▶ Problem to solve
Copy the items below, renaming "ring rule" to "fill rule" wherever it occurs and changing nothing else. Leave the pictures out of your copy.

----------

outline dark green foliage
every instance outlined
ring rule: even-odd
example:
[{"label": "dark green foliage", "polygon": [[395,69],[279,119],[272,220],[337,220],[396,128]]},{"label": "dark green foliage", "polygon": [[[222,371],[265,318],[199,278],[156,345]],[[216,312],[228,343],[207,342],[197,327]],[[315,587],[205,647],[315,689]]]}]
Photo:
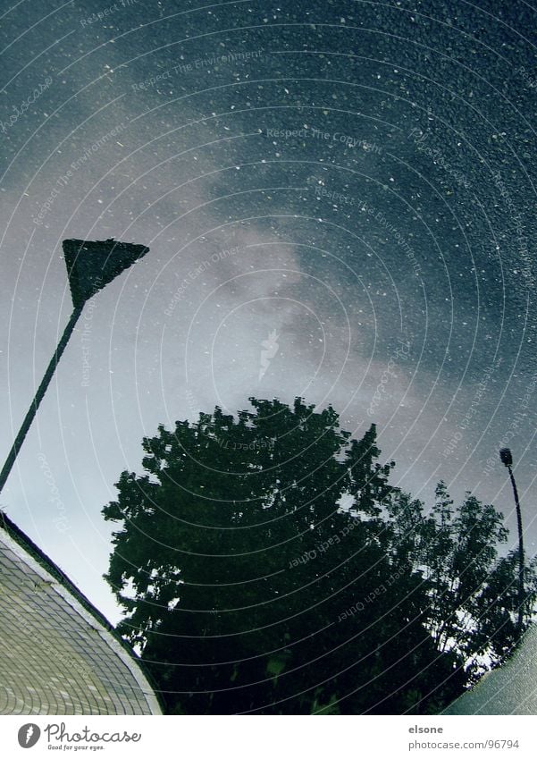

----------

▶ Written response
outline dark green foliage
every instance outlined
fill rule: even-odd
example:
[{"label": "dark green foliage", "polygon": [[395,69],[279,119],[272,220],[337,220],[396,128]]},{"label": "dark green foliage", "polygon": [[[222,371],[265,318],[199,278],[156,345]],[[216,312],[228,343],[207,342],[197,327]],[[315,587],[205,647],[315,689]]]}]
Photo:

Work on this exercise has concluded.